WHAT NEEDS TO BE DONE. Rewrite the material starting at the line containing "Mark a point on each instance of the man and" and ending at the line containing "x=638, y=617", replacing "jacket zipper" with "coat zipper" and leaving everything else unchanged. Omit the pictures from your answer.

(Dataset rows)
— BEGIN —
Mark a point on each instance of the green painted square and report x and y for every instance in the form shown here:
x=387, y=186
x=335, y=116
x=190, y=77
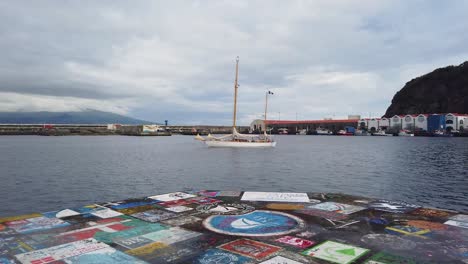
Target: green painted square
x=336, y=252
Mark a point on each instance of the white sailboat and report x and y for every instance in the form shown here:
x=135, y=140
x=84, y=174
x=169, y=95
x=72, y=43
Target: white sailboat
x=237, y=140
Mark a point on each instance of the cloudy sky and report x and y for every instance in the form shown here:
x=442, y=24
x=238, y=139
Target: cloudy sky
x=175, y=60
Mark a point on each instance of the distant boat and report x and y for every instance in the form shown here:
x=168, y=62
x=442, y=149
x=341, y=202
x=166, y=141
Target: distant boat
x=361, y=133
x=237, y=140
x=344, y=133
x=382, y=133
x=405, y=133
x=283, y=131
x=302, y=132
x=441, y=133
x=326, y=132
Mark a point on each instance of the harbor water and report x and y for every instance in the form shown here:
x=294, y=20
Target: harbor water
x=45, y=173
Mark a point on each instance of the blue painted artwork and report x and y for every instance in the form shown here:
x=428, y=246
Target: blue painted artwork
x=220, y=256
x=104, y=256
x=257, y=223
x=4, y=260
x=133, y=204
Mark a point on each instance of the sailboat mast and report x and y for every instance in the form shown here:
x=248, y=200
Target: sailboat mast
x=235, y=93
x=266, y=109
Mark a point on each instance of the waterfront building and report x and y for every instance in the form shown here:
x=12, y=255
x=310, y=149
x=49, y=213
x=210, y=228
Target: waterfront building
x=373, y=124
x=435, y=122
x=396, y=122
x=408, y=122
x=384, y=123
x=453, y=121
x=296, y=126
x=421, y=122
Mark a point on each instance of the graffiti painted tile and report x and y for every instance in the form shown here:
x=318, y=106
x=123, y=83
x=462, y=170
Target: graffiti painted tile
x=148, y=250
x=409, y=231
x=15, y=245
x=90, y=232
x=218, y=209
x=105, y=213
x=131, y=204
x=336, y=252
x=174, y=203
x=19, y=217
x=250, y=248
x=6, y=260
x=215, y=256
x=171, y=235
x=275, y=197
x=61, y=252
x=337, y=207
x=323, y=214
x=387, y=258
x=105, y=255
x=172, y=196
x=393, y=206
x=429, y=212
x=136, y=209
x=256, y=224
x=285, y=206
x=133, y=242
x=280, y=260
x=61, y=213
x=229, y=193
x=208, y=193
x=173, y=254
x=154, y=215
x=295, y=241
x=204, y=200
x=36, y=224
x=179, y=209
x=110, y=237
x=460, y=218
x=388, y=241
x=427, y=225
x=457, y=223
x=182, y=220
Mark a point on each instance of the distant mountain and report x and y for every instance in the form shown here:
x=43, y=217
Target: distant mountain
x=444, y=90
x=84, y=117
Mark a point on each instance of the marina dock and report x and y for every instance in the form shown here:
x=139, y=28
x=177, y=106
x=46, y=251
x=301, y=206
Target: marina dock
x=238, y=227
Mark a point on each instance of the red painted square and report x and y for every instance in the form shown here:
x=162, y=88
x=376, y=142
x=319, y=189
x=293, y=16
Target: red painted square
x=295, y=241
x=250, y=248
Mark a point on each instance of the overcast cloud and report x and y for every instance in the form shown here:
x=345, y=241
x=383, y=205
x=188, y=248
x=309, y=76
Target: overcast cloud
x=175, y=59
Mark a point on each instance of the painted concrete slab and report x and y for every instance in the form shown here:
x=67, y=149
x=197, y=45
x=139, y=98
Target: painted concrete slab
x=215, y=227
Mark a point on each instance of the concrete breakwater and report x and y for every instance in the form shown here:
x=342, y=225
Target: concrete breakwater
x=238, y=227
x=105, y=129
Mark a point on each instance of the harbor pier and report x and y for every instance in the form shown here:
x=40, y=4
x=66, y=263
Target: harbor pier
x=213, y=226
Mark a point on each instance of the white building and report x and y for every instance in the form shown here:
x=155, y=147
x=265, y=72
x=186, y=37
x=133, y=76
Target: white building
x=373, y=124
x=454, y=121
x=421, y=122
x=463, y=124
x=384, y=123
x=396, y=122
x=257, y=125
x=363, y=123
x=408, y=122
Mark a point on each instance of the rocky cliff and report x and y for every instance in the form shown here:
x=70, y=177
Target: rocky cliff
x=444, y=90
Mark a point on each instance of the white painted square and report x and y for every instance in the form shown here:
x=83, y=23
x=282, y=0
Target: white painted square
x=179, y=209
x=280, y=260
x=172, y=196
x=276, y=197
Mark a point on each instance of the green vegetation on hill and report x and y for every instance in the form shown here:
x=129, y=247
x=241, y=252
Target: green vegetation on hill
x=83, y=117
x=444, y=90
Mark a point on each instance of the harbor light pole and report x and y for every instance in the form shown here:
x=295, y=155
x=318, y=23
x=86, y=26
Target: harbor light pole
x=266, y=109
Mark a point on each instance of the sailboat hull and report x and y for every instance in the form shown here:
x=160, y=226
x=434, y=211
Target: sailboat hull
x=236, y=144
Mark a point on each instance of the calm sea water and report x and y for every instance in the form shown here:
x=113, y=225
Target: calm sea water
x=49, y=173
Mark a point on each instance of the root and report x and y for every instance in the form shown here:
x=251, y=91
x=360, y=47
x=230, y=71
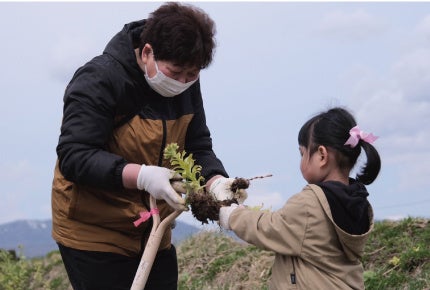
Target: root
x=205, y=208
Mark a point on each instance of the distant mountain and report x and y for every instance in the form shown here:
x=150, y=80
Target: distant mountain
x=32, y=238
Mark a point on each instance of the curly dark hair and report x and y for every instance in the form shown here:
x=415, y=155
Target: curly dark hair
x=182, y=34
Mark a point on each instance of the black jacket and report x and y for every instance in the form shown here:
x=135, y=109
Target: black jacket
x=107, y=92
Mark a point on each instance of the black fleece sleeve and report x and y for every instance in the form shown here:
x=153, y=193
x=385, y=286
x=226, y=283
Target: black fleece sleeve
x=88, y=120
x=199, y=142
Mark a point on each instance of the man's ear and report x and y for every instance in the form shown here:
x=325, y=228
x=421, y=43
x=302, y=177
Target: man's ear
x=147, y=49
x=323, y=155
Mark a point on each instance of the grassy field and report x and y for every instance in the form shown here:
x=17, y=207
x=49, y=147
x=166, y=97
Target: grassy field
x=397, y=256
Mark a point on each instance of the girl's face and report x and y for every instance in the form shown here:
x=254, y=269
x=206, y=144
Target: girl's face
x=310, y=166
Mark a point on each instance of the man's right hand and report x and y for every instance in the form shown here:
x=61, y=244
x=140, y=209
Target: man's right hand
x=156, y=181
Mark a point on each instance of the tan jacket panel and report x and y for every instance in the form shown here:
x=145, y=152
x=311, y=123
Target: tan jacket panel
x=98, y=220
x=306, y=243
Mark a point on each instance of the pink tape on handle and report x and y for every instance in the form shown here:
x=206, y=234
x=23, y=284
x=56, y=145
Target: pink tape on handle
x=145, y=215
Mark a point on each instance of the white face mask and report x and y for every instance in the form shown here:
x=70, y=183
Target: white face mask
x=165, y=86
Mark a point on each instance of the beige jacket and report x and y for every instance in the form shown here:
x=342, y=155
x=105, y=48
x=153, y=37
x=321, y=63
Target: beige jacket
x=312, y=252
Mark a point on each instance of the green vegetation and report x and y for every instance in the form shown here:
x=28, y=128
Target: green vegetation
x=397, y=256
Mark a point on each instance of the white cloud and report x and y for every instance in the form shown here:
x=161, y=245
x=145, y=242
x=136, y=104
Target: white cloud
x=69, y=53
x=352, y=25
x=423, y=28
x=412, y=72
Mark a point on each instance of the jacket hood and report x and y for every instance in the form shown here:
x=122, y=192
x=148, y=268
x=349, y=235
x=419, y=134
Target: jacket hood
x=121, y=47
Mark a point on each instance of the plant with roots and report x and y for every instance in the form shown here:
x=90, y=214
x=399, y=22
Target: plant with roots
x=204, y=206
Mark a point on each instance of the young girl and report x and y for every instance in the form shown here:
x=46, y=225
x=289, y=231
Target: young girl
x=320, y=233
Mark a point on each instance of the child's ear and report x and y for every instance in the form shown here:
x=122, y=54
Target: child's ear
x=323, y=154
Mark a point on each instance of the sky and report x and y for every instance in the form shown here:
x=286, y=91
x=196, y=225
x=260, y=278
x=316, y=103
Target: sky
x=276, y=65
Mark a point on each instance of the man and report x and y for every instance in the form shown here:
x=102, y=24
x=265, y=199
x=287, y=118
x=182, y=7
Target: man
x=120, y=110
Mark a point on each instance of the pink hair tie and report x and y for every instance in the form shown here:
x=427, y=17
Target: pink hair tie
x=145, y=215
x=356, y=135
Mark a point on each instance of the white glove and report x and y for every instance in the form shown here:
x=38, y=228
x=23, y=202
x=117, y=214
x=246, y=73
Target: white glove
x=224, y=215
x=221, y=190
x=156, y=181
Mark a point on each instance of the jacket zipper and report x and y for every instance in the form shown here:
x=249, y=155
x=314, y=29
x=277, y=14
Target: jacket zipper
x=163, y=143
x=146, y=232
x=293, y=274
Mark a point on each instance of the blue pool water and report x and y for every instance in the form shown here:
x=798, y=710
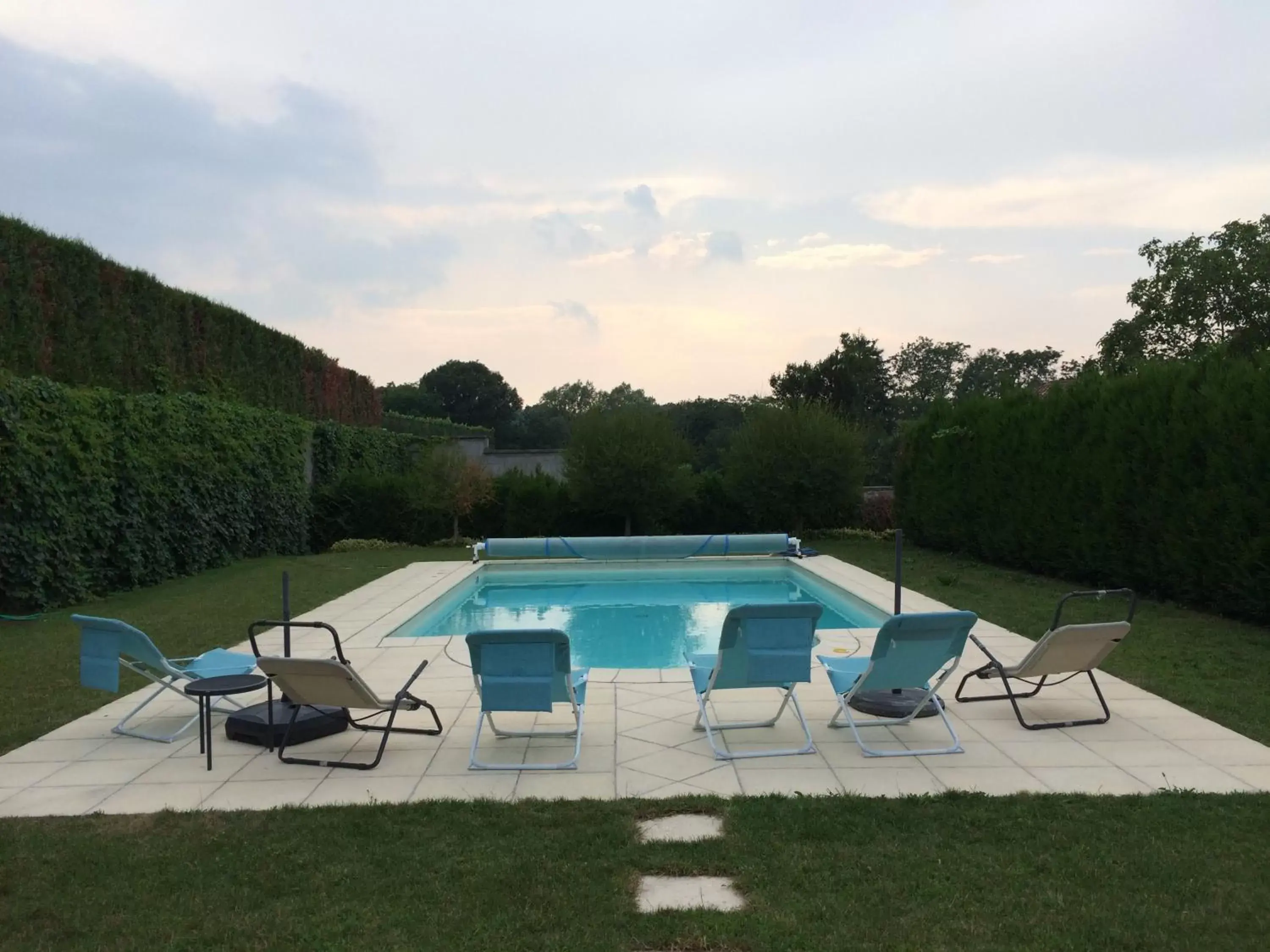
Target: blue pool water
x=638, y=617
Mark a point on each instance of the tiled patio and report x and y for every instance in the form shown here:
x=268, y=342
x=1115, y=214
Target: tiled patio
x=638, y=738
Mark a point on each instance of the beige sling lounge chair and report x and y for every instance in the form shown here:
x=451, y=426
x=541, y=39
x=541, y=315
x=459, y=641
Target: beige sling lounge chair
x=333, y=682
x=1065, y=649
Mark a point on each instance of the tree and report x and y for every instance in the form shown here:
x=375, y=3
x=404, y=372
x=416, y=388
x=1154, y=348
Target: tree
x=571, y=399
x=455, y=484
x=708, y=424
x=854, y=380
x=629, y=464
x=539, y=427
x=470, y=393
x=1204, y=294
x=412, y=400
x=992, y=372
x=926, y=371
x=795, y=468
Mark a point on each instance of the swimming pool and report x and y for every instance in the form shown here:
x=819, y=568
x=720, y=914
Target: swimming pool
x=637, y=616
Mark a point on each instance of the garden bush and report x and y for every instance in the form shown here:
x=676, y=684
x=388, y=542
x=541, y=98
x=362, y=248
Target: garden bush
x=69, y=314
x=1156, y=480
x=102, y=492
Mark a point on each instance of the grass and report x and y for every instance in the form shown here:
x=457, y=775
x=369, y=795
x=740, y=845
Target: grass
x=1212, y=666
x=957, y=871
x=40, y=673
x=1171, y=871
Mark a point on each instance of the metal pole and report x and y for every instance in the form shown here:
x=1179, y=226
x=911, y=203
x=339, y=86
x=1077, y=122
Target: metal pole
x=900, y=565
x=286, y=614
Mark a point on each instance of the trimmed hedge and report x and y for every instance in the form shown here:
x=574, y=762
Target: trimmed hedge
x=431, y=426
x=1159, y=480
x=341, y=451
x=69, y=314
x=389, y=507
x=102, y=492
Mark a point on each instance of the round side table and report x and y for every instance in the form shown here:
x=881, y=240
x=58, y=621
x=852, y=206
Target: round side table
x=207, y=690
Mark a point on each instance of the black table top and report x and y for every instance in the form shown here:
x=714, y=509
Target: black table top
x=226, y=685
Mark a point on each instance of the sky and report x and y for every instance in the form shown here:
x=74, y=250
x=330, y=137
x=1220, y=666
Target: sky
x=685, y=197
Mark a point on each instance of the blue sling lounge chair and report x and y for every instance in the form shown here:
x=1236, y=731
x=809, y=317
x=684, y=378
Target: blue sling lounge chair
x=107, y=645
x=761, y=647
x=526, y=671
x=911, y=652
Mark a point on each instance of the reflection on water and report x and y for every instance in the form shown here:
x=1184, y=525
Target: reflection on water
x=625, y=622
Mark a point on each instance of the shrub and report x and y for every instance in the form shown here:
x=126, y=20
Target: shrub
x=1155, y=480
x=102, y=492
x=878, y=511
x=69, y=314
x=365, y=545
x=628, y=464
x=792, y=469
— END —
RESULT OF THIS TASK.
Mark a point on each instance of the man and report x and y for every instance in the form shown here:
x=102, y=24
x=265, y=199
x=287, y=118
x=182, y=7
Target: man
x=120, y=110
Mark a point on each instance of the pink hair tie and report x and y for every instance in the form shown here:
x=427, y=17
Target: pink hair tie
x=145, y=215
x=356, y=135
Mark a point on each instance of the white glove and report x and y for every instance in the form shown here:
x=38, y=228
x=23, y=202
x=117, y=214
x=246, y=73
Target: white glove
x=224, y=215
x=221, y=190
x=156, y=181
Mark a point on each instance of the coat zipper and report x and y for every instance in the form shown here:
x=249, y=155
x=314, y=29
x=277, y=14
Target: coat zipper
x=163, y=143
x=146, y=232
x=293, y=274
Mark a point on each instance of the blue pool water and report x and y for every instance in the form shown here:
x=798, y=710
Target: blue pool water
x=638, y=617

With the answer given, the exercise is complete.